**What you need to do**
Beginning with the line that contains "find me the woman pls, just", transcribe every line through the end of the entries exactly as written, and reproduce nothing else.

**Collected data**
● ● ● ● ● ● ●
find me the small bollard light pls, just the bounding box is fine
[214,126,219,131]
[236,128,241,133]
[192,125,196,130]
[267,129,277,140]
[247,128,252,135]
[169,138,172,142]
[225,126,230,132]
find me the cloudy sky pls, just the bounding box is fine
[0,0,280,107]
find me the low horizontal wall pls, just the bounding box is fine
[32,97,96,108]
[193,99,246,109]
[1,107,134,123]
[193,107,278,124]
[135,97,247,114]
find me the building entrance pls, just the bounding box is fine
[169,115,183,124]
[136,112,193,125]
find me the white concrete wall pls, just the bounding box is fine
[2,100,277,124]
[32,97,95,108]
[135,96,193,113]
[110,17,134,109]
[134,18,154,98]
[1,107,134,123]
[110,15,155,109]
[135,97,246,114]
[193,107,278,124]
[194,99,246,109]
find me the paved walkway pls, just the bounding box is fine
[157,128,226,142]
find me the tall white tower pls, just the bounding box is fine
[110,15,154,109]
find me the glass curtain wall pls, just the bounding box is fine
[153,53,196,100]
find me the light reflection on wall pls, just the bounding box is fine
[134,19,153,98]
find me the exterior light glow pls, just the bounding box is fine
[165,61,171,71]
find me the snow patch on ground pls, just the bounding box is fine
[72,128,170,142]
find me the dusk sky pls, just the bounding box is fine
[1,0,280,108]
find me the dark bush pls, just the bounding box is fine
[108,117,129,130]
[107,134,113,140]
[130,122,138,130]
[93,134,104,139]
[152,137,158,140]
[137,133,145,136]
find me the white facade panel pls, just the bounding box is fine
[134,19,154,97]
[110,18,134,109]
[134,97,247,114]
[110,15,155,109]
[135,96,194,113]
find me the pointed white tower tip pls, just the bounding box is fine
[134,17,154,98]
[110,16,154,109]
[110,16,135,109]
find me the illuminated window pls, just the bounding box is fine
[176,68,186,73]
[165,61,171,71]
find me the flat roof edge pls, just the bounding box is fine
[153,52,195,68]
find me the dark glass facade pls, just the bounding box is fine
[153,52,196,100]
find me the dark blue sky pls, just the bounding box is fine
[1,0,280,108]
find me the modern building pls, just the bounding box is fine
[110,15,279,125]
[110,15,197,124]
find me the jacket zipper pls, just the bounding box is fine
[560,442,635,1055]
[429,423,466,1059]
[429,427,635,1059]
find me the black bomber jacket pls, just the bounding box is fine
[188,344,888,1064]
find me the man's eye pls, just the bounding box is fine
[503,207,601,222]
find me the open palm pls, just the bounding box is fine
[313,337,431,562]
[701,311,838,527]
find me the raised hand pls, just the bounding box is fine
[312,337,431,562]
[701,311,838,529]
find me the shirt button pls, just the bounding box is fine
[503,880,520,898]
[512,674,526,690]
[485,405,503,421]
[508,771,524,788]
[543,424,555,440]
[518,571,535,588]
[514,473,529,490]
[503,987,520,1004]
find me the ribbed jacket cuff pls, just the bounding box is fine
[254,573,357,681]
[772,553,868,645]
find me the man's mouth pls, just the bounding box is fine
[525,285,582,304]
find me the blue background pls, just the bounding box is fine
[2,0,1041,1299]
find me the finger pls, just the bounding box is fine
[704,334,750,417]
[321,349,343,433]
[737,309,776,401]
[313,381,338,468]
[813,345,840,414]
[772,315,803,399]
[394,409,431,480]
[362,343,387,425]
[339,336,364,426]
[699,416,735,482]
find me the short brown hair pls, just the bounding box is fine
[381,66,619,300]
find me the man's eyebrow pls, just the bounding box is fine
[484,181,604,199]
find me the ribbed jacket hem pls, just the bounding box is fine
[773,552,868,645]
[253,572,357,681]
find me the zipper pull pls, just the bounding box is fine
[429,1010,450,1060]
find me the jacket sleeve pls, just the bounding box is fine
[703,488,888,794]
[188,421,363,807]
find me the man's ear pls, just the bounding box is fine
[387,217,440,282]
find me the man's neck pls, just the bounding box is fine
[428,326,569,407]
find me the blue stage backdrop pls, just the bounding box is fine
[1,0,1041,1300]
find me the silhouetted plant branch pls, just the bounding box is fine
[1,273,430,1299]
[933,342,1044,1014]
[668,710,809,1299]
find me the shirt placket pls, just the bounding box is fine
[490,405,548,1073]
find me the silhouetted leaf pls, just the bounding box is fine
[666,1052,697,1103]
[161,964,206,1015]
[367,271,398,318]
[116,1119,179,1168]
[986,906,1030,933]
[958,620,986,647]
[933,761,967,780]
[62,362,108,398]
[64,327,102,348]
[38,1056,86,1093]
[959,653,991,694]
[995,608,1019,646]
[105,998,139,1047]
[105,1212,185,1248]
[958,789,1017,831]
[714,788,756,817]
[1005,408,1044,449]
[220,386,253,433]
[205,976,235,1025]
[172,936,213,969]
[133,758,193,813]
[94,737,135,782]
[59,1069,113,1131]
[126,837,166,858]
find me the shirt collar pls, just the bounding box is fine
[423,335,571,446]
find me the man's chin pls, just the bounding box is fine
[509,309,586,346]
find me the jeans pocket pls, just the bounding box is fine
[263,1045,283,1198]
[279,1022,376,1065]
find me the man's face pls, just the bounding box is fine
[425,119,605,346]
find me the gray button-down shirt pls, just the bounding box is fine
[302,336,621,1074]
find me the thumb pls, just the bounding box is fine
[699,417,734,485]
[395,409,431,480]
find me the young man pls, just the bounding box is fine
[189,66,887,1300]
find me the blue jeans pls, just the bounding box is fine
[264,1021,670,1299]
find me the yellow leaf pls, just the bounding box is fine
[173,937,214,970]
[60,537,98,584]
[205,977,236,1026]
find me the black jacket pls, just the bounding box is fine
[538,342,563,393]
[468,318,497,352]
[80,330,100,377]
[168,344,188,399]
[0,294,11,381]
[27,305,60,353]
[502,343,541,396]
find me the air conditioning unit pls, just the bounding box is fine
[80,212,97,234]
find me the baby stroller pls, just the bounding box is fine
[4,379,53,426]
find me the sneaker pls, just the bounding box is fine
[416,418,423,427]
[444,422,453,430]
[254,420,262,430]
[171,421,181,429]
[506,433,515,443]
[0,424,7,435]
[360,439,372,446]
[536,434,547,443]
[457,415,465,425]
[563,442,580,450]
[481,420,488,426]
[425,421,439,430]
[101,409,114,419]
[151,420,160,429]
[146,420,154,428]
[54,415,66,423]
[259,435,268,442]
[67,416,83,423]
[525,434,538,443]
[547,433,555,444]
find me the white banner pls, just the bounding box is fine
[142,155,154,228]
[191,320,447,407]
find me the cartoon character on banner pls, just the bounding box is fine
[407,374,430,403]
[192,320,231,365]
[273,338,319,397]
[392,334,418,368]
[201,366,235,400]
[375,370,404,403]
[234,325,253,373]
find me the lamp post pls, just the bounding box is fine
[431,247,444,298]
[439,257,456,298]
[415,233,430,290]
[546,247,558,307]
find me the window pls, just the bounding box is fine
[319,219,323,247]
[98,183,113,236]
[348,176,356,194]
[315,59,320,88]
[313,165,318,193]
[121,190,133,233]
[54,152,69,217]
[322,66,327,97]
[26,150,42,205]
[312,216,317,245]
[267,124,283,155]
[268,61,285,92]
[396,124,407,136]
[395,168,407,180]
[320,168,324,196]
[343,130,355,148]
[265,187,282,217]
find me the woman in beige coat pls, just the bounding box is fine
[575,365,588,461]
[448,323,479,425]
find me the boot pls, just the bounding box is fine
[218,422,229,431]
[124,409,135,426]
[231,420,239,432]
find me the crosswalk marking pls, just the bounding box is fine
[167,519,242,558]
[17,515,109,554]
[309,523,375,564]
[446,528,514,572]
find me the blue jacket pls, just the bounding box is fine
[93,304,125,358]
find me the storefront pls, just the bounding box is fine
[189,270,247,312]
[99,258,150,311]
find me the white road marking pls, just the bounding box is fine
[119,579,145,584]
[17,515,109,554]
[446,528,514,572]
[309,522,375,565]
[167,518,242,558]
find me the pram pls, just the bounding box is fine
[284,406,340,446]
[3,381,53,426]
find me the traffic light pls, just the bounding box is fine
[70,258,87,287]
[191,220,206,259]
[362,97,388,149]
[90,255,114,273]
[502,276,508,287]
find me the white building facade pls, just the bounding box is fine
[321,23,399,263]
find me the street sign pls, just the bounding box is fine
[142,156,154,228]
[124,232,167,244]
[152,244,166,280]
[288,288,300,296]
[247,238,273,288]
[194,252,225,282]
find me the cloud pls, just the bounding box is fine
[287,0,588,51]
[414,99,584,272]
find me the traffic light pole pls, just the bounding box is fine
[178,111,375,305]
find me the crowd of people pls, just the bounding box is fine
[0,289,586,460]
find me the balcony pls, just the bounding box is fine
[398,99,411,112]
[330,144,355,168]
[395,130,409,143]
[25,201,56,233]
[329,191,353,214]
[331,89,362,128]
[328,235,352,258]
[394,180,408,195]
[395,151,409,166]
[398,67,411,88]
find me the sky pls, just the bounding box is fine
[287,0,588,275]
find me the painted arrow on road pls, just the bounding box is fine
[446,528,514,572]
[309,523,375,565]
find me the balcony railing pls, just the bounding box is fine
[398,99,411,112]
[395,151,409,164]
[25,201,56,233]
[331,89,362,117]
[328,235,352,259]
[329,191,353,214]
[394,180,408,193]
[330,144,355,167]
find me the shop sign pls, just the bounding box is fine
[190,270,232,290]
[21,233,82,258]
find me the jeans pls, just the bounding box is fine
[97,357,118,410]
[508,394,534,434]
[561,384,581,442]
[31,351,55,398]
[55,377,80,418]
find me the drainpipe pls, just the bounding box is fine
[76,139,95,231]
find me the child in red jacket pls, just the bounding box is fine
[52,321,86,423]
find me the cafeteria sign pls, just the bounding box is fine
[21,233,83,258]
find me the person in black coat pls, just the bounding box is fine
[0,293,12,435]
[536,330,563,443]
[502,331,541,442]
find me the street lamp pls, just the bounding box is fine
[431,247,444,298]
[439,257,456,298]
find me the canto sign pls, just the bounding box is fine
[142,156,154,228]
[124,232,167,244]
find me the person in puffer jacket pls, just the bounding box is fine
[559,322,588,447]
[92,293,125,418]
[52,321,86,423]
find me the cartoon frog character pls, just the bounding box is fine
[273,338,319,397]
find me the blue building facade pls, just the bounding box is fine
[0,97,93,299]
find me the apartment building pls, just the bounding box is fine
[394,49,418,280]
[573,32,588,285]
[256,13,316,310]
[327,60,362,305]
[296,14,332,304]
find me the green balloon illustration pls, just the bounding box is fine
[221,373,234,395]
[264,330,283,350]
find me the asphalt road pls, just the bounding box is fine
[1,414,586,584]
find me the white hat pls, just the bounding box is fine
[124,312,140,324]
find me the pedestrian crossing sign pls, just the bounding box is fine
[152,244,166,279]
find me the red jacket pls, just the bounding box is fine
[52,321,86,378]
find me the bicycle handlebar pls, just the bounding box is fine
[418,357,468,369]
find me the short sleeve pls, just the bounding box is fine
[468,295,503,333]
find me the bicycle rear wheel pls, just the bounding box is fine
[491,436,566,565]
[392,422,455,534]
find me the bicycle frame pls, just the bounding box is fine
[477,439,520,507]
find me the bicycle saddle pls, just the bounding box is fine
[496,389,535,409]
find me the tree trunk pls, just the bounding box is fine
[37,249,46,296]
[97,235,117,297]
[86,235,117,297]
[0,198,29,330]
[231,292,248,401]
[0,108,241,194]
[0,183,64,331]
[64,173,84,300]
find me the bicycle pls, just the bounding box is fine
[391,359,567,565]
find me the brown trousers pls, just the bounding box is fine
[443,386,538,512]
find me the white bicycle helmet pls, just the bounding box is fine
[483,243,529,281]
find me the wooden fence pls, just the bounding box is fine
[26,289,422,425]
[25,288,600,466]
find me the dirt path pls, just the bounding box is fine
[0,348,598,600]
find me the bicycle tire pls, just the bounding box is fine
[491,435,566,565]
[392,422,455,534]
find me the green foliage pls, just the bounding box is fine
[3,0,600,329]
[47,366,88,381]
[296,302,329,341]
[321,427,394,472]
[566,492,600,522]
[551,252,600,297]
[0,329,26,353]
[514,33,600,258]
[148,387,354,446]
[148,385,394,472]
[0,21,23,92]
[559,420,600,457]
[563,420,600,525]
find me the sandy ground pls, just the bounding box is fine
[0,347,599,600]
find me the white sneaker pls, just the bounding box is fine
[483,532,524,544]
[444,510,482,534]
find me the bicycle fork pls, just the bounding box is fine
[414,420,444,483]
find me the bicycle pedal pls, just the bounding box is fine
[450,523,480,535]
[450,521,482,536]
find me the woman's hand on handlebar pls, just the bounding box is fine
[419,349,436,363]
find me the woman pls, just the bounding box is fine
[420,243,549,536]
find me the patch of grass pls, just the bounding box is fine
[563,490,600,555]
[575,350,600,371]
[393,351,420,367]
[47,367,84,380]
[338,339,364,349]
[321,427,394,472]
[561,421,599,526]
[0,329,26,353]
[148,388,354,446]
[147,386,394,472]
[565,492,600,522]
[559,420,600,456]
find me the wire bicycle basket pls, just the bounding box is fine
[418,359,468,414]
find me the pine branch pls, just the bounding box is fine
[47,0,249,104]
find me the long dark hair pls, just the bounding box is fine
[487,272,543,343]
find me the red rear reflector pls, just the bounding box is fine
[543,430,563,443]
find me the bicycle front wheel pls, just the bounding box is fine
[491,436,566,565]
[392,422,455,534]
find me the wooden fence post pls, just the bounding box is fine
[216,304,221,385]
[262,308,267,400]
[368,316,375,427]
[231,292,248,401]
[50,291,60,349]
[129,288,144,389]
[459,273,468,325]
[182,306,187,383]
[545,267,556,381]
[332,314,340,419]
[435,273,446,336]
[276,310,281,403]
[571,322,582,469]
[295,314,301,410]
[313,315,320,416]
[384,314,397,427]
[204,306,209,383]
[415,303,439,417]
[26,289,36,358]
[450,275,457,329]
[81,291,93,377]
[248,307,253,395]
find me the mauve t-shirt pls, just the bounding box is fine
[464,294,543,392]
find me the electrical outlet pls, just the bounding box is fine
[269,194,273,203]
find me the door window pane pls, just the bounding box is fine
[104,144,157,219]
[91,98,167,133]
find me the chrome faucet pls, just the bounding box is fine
● ● ● ● ● ● ●
**Solution for this problem**
find me the woman pls, just the bounding box is fine
[420,243,549,536]
find me the patch of grass pls, just the bounding box is fine
[563,490,600,555]
[575,350,600,371]
[393,351,420,367]
[47,367,84,380]
[338,339,364,349]
[321,427,394,472]
[561,421,599,526]
[0,329,26,353]
[148,388,354,446]
[147,386,394,472]
[565,492,600,522]
[559,420,600,456]
find me the wire bicycle basket pls, just the bounding box is fine
[418,359,468,414]
find me the pine branch pls, just the bounding box is fine
[47,0,249,104]
find me the long dark hair pls, just the bounding box is fine
[487,272,543,343]
find me the red rear reflector pls, just the bounding box is fine
[543,430,563,443]
find me the bicycle front wheel pls, just the bounding box is fine
[491,436,566,565]
[392,422,455,534]
find me the wooden fence post pls, just the bounding box is fine
[216,304,221,385]
[262,308,267,400]
[368,316,375,427]
[231,292,248,401]
[50,291,60,349]
[129,288,144,389]
[459,273,468,325]
[182,306,187,383]
[545,267,556,381]
[332,314,340,419]
[435,273,446,336]
[276,310,281,403]
[571,322,582,469]
[295,314,301,410]
[313,315,320,416]
[384,314,397,427]
[204,306,209,383]
[415,303,439,417]
[26,289,36,358]
[450,275,457,329]
[81,291,93,377]
[248,307,253,395]
find me the mauve t-shirt pls, just the bounding box is fine
[464,294,543,392]
find me the electrical outlet pls, just the bounding box is fine
[269,194,273,203]
find me the door window pane pls, just the bounding box is fine
[104,144,157,219]
[91,98,167,133]
find me the chrome faucet pls, just the bounding box is fine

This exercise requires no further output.